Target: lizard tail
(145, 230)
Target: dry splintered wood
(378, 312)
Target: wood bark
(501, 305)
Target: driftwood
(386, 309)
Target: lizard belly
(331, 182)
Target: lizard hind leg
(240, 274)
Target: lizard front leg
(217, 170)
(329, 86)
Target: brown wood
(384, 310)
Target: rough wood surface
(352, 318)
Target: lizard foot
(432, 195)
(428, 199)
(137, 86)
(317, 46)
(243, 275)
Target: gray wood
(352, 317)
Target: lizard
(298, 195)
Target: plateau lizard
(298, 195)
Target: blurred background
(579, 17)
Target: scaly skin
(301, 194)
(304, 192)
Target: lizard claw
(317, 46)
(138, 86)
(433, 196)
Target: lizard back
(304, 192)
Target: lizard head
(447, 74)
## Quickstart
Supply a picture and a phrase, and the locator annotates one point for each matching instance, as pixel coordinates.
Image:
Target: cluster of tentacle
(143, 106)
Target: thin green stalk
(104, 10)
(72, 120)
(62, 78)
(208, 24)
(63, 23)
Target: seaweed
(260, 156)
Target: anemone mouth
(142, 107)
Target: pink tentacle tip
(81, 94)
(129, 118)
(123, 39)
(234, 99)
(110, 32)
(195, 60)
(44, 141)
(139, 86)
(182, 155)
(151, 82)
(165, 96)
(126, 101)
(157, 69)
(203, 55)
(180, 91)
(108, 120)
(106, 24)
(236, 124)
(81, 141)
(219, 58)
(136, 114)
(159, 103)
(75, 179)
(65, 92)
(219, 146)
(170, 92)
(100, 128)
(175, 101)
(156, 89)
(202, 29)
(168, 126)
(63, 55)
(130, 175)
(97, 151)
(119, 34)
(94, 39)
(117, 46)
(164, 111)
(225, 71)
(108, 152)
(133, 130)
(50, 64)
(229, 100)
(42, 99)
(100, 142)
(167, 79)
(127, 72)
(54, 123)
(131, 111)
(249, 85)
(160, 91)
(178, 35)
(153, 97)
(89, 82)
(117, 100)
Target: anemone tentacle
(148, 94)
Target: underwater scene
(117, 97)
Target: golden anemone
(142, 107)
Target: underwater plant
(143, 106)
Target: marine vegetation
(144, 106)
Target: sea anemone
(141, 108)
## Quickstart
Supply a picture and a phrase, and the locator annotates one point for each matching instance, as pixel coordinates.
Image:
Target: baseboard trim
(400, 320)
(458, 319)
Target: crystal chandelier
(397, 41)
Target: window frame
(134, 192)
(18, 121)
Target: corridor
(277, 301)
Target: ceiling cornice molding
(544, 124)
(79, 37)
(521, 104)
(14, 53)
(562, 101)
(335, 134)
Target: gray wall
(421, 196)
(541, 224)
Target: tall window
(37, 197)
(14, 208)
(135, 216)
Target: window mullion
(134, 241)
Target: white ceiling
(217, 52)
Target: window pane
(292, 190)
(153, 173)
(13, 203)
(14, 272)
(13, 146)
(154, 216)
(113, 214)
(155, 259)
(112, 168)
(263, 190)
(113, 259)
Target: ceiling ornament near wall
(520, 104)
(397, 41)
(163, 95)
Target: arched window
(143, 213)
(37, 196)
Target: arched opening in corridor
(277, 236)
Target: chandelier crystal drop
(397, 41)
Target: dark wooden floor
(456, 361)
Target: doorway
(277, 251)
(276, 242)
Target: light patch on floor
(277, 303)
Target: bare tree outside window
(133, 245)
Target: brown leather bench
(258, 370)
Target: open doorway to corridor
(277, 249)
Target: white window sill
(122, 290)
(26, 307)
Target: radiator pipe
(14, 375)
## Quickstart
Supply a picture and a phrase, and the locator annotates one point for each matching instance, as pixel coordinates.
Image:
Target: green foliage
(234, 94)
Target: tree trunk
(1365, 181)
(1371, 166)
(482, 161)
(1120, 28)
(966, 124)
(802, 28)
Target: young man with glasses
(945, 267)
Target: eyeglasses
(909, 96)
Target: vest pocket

※ ※ ※

> Instruction
Write down the full listing again, exactly.

> Complete answer
Target: lizard tail
(145, 230)
Target: dry splintered wood
(378, 312)
Target: wood bark
(501, 305)
Target: driftwood
(386, 309)
Target: lizard belly
(331, 182)
Target: lizard hind leg
(240, 274)
Target: lizard front leg
(217, 170)
(329, 86)
Target: brown wood
(384, 310)
Target: rough wood surface
(352, 318)
Target: lizard foot
(432, 195)
(428, 199)
(137, 86)
(317, 46)
(243, 275)
Target: gray wood
(352, 317)
Target: lizard
(298, 195)
Target: plateau lizard
(298, 195)
Target: blurred background
(579, 17)
Target: scaly skin
(301, 194)
(304, 192)
Target: lizard claw
(317, 46)
(138, 86)
(433, 196)
Target: lizard back
(304, 192)
Target: lizard head
(447, 74)
## Quickstart
Supply a picture and a phrase, and the locator annotates one point for each matching instance, as pixel coordinates.
Image:
Target: cluster of tentacle
(143, 106)
Target: thin green stalk
(104, 10)
(72, 120)
(62, 78)
(208, 24)
(63, 23)
Target: seaweed
(260, 156)
Target: anemone mouth
(142, 107)
Target: pink tentacle tip
(81, 94)
(129, 118)
(123, 39)
(234, 99)
(110, 32)
(195, 60)
(44, 141)
(139, 86)
(182, 155)
(151, 82)
(165, 96)
(126, 101)
(157, 69)
(203, 55)
(180, 91)
(108, 120)
(106, 24)
(236, 124)
(81, 141)
(219, 58)
(136, 114)
(159, 103)
(75, 179)
(65, 92)
(219, 146)
(170, 92)
(100, 128)
(175, 101)
(156, 89)
(202, 29)
(168, 126)
(63, 55)
(130, 175)
(97, 151)
(119, 34)
(94, 39)
(117, 46)
(164, 111)
(225, 71)
(108, 152)
(133, 130)
(50, 64)
(229, 100)
(42, 99)
(100, 142)
(167, 79)
(127, 72)
(54, 123)
(131, 111)
(249, 85)
(160, 91)
(178, 35)
(153, 97)
(89, 82)
(117, 100)
Target: anemone tentacle
(148, 94)
Target: underwater scene
(117, 97)
Target: golden anemone
(142, 107)
Target: underwater plant
(143, 106)
Target: marine vegetation
(144, 106)
Target: sea anemone
(141, 108)
## Quickstart
Supply a picture and a phrase, and the locator annotates one point for each matching instance, as pixel coordinates.
Image:
Target: baseboard trim
(400, 320)
(458, 319)
Target: crystal chandelier
(397, 41)
Target: window frame
(134, 192)
(18, 121)
Target: corridor
(277, 301)
Target: ceiling cornice molding
(544, 124)
(79, 37)
(521, 104)
(14, 53)
(562, 101)
(335, 134)
Target: gray wall
(421, 196)
(541, 224)
Target: tall window
(37, 197)
(14, 208)
(135, 216)
Target: window mullion
(134, 241)
Target: white ceiling
(217, 52)
Target: window pane
(292, 190)
(153, 173)
(13, 203)
(14, 272)
(13, 146)
(154, 216)
(113, 214)
(155, 259)
(112, 168)
(263, 190)
(113, 259)
Target: ceiling ornament near wall
(520, 104)
(397, 41)
(163, 95)
Target: arched window
(143, 213)
(37, 196)
Target: arched opening in corridor
(277, 236)
Target: chandelier crystal drop
(397, 41)
Target: dark wooden floor
(456, 361)
Target: doorway
(277, 251)
(276, 242)
Target: light patch on floor
(277, 303)
Target: bare tree outside window
(133, 245)
Target: brown leather bench
(258, 370)
Target: open doorway to corridor
(277, 249)
Target: white window sill
(122, 290)
(26, 307)
Target: radiator pipe
(14, 375)
## Quickstart
Supply a picture and a phrase, and the locator annotates one point for each matching instance, as pixel coordinates.
Image:
Target: green foliage
(234, 94)
Target: tree trunk
(1365, 181)
(1371, 166)
(482, 161)
(1120, 28)
(966, 124)
(802, 28)
Target: young man with glasses
(945, 267)
Target: eyeglasses
(909, 96)
Target: vest pocket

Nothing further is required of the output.